• _Recorded information_

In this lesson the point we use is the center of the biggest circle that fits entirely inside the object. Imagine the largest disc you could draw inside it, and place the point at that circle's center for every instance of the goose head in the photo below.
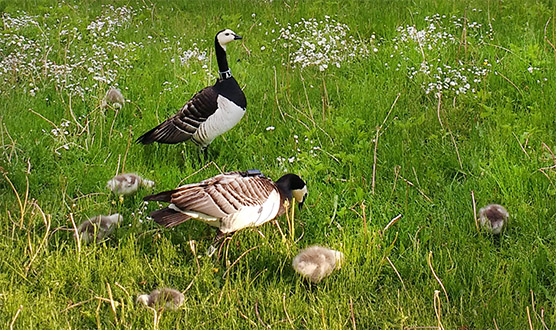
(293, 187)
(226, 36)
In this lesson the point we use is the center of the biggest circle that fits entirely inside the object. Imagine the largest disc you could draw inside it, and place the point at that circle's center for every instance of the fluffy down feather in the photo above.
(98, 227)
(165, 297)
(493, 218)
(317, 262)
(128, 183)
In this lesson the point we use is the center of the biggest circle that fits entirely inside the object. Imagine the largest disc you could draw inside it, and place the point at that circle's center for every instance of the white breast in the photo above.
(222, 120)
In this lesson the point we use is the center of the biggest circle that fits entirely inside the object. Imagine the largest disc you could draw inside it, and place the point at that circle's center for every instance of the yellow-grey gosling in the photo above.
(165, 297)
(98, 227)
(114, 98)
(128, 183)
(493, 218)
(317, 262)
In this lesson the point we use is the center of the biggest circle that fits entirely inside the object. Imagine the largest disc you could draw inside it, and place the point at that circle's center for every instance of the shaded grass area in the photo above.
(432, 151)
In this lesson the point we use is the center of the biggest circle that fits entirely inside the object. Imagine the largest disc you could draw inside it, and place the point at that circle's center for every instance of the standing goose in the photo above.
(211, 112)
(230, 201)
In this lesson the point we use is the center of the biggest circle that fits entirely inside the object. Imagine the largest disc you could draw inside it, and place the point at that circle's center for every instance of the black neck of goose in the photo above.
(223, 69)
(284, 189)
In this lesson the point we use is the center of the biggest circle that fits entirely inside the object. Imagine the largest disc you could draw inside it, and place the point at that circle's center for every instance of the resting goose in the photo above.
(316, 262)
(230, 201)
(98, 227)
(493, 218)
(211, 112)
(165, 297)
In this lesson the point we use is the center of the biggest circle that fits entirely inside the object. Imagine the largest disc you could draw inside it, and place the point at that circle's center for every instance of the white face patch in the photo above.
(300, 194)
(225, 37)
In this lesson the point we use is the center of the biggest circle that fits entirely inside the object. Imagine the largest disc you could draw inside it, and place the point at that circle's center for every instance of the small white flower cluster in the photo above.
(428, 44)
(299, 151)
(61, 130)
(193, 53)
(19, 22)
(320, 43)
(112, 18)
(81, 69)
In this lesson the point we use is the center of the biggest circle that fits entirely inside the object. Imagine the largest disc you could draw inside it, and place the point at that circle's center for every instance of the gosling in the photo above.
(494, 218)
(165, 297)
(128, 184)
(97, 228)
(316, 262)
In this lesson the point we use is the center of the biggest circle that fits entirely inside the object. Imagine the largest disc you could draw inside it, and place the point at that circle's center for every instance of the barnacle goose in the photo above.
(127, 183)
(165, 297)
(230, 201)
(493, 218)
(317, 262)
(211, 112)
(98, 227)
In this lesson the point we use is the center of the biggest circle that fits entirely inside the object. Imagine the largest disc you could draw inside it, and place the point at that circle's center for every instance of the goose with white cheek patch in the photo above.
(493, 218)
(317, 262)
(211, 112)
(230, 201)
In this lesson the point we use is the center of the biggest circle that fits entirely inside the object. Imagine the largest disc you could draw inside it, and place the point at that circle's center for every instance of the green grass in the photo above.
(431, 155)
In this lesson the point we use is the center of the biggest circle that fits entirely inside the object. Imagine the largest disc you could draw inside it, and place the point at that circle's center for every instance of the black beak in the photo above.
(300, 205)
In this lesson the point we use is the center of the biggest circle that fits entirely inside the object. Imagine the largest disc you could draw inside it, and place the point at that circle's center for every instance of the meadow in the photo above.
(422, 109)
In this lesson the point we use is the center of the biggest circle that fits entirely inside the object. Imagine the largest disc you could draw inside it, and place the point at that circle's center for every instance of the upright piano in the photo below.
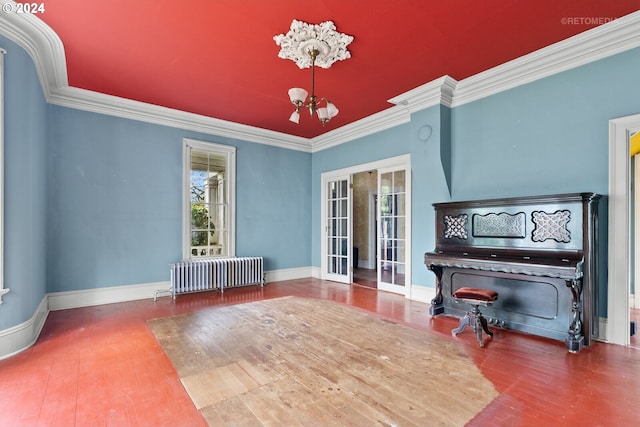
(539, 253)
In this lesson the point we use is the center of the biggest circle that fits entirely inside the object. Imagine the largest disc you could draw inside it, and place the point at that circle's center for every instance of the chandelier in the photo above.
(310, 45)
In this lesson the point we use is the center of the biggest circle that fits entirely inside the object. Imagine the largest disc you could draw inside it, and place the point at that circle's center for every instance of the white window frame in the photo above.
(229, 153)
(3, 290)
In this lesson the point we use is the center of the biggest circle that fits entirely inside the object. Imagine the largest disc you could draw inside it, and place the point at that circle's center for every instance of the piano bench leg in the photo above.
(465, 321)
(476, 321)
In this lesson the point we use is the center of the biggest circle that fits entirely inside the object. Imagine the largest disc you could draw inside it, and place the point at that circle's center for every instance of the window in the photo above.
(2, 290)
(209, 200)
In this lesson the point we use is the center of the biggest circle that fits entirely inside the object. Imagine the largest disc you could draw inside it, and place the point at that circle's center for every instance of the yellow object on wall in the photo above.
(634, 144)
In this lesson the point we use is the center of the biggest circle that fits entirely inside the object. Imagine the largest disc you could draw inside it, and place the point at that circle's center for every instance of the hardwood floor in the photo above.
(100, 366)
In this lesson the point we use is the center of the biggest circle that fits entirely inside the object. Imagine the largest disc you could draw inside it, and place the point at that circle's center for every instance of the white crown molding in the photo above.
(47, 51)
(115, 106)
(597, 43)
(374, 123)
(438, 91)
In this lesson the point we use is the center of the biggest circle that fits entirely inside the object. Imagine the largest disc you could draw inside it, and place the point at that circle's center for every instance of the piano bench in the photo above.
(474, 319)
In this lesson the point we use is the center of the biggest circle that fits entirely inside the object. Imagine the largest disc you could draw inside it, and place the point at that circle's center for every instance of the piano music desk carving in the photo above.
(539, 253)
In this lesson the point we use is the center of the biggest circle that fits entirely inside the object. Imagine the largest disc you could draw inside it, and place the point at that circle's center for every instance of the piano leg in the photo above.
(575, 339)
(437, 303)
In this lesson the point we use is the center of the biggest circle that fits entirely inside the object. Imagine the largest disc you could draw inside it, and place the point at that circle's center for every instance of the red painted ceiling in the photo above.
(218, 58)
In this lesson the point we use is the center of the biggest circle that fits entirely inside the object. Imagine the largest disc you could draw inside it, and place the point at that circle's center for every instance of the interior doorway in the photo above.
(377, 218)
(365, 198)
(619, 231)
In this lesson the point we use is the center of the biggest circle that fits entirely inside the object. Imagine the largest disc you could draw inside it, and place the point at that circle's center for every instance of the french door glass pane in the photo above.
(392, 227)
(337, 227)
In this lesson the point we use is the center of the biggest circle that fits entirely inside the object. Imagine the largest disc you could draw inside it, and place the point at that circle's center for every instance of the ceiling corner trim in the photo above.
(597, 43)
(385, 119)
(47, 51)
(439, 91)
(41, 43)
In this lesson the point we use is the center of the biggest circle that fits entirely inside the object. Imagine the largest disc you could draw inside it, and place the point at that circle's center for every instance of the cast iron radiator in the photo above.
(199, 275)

• _Task goal_
Pictures are excluded; repeat every record exactly.

• _Finished answer_
In this lesson the point we use is the center of the biggest circle that fits entirely inside the object. Imagine the largest disc you could draw inside it, and place the point at that circle's center for every instance of the goose head in the photo below.
(293, 187)
(226, 36)
In this lesson the point we use is the center of the biggest circle that fits entirely inside the object. Imagine the largest disc you could draw inside it, and place the point at that circle's center for every instance of the fluffy down feather in the photo above.
(98, 227)
(165, 297)
(493, 218)
(317, 262)
(128, 183)
In this lesson the point we use is the center of the biggest circle that fits entirely inside the object. Imagine the largest disc you could draw inside it, and place the point at that circle's center for every instance of the white breast in the photo above.
(222, 120)
In this lesson the point we use is the center of the biggest circle that fits entirely inside the object. Imagine the largest disc you could draw inside it, and place the point at that circle's center for every instance of the yellow-grey gosling in the photo above.
(165, 297)
(98, 227)
(114, 98)
(128, 183)
(493, 218)
(317, 262)
In this lesson the point we use is the center of the biggest circle that fits entirely inside the object. Imagine the largest disc you could draw inside it, and place the point at that circle's center for every instance of the shaded grass area in the photo above.
(432, 151)
In this lesson the point we use is the center of the biggest circle that fits entirely inside the object. Imagine the largest disc you could draw inside it, and place the point at that circle's center for every instance of the standing goose in the photo above.
(211, 112)
(230, 201)
In this lesson the point we use is the center of the biggest circle that fits entirely inside the object. Imagine the largest disc you could draw inside it, and place the point at that circle's center for every instance of the black neck of goose in the photo above.
(223, 69)
(284, 189)
In this lesson the point we use is the center of the biggest circle that fits entirely inside the object. Imagine the largest disc you could draw inside it, and place the point at that circle's center for every instance of the resting goose in the photo above.
(316, 262)
(230, 201)
(98, 227)
(493, 218)
(211, 112)
(165, 297)
In this lesson the point we use is the center of the biggest circle that fits entirely inside the object. Imagine the largest disc you could draw inside it, and place the point at that circle's center for every instance of the white face patch in the photo above.
(300, 194)
(225, 37)
In this lesson the point we use is the center of the biggest circle that fits entirely inside the object. Imagine the largest disc you could draw inside it, and place the point at that circle's center for every instance of the small white flower cluster in the photo above.
(428, 44)
(299, 151)
(61, 130)
(193, 53)
(19, 22)
(320, 43)
(112, 18)
(81, 69)
In this lesson the point we use is the center of the biggest circle that fits entirely inside the object. Imagine the largest disc you could draw inside it, and place the point at that circle's center for every instance of the gosling in the photo above.
(494, 218)
(165, 297)
(128, 184)
(97, 228)
(316, 262)
In this lesson the point we use is the center of the biggest circle that fits entirely inside the object. Imagine the largest disc you could draw inside it, and place the point at that circle's center for every instance of the barnacle goose in the photo above.
(127, 183)
(165, 297)
(230, 201)
(493, 218)
(317, 262)
(211, 112)
(98, 227)
In this lesson the point we use is the center of the biggest circle that fits entirely inside the object. Imagine the largest disc you could draw inside it, and place the point at that circle's center for every instance of the goose with white cheek patch in the photo above.
(493, 218)
(317, 262)
(211, 112)
(230, 201)
In this lesson the point we use is the center of the biggest circle that fits entirely inside the object. Imagine the largest disc you could draw inside it, and place the point at that circle's center for every instance of the green grass in the photo above.
(431, 155)
In this lesson the point we use is the center of the biggest circle that fits entirely inside the object. Imagine the largest disc you could draw inside it, and place the point at that circle's center for every instance of the black beak in the photo above.
(300, 205)
In this lesson the point we use is the center of the biggest circle that fits entirely inside the object. Imagine the largest disc you could draw inside it, and place the point at that circle's center for every instance of the meadow in the photo above.
(422, 109)
In this lesson the point we use is the center of the biggest circle that fits entirely inside the object. Imagine the largest disc you could draw inside it, and place the point at that circle's center for every instance of the upright piano in the photo below.
(539, 253)
In this lesson the point we use is the center of the biggest circle that fits entirely inside the object. Imagine the largest disc you could draw inside it, and place the point at that circle's center for every instance of the chandelier in the photo above.
(310, 45)
In this lesson the point we use is the center of the biggest circle that fits entirely inside the object. Imagine the largest disc you could draw inside it, and place the point at that circle's center for every instance of the white window frame in the photo above.
(229, 153)
(3, 290)
In this lesson the point we use is the center of the biggest circle that fits entirely inside the object. Imagine the largest disc you could draw inside it, and place the point at that circle's center for every instance of the piano bench leg in the photo above.
(465, 321)
(476, 321)
In this lesson the point we use is the center of the biggest circle that fits entirely inside the object. Imagine the largest disc you could draw inside it, and place the point at that circle's center for every instance of the window in the photo above.
(2, 290)
(209, 200)
In this lesson the point we use is the center of the biggest circle that fits entirely inside the object. Imagine the largest disc you could draw inside it, and place the point at that circle's center for every instance of the yellow object on wall in the photo above.
(634, 144)
In this lesson the point we use is the center of the biggest circle that fits entirely inside the object. Imagine the largest disc you could draw inside it, and place the point at that circle's center for every instance of the hardwood floor in the photo above.
(100, 366)
In this lesson the point we use is the center of the biggest circle that fits entirely inside the object. Imagine the largest disc you could draw inside it, and place the point at that circle's center for every instance of the white crown molding in the photo above.
(47, 51)
(115, 106)
(597, 43)
(374, 123)
(438, 91)
In this lesson the point we use is the center of the biggest circle that fits entirely inside the object. Imagine the largest disc you could draw inside it, and place the point at that circle's center for every instance of the piano bench in the photo above.
(474, 319)
In this lesson the point we use is the center of the biggest circle that fits entirely inside the object. Imagine the largest disc you could draw inside it, and place the point at that circle's center for every instance of the piano music desk carving in the photo above.
(539, 253)
In this lesson the point we use is the center of the biggest circle that fits entirely inside the object. Imagine the largest disc you could draw inside it, and place the point at that circle's center for every instance of the piano leg in the photo above.
(575, 339)
(437, 303)
In this lesson the point we use is the center of the biggest circle that fits entirely inside the object. Imagine the largest disc you could draw inside it, and place the point at that circle's center for every instance of the red painted ceiling in the photo above.
(218, 58)
In this lesson the point we use is the center of the biggest circle that fits entirely inside the object. Imagine the largest disc you could draw inside it, and place the point at that circle's center for every instance of the interior doorway in the photo above.
(377, 218)
(365, 198)
(619, 231)
In this lesson the point we use is the center of the biggest circle that fits entirely inside the object. Imagine the largest disc you could draw inside it, and place the point at that circle's center for every instance of the french door glass pane in the photo above.
(392, 227)
(337, 227)
In this lesson the point we use is the center of the biggest circle that fits entirely inside the object. Imagine the largest disc you could draw inside it, and place the point at that circle's center for every instance of the ceiling corner trim in the photo above.
(597, 43)
(385, 119)
(47, 51)
(439, 91)
(41, 43)
In this lesson the point we use is the center of the biggest circle that fits entirely inside the object. Imagine the largest disc you could draw inside it, and place the point at that circle's center for every instance of the cast iron radiator in the photo above.
(199, 275)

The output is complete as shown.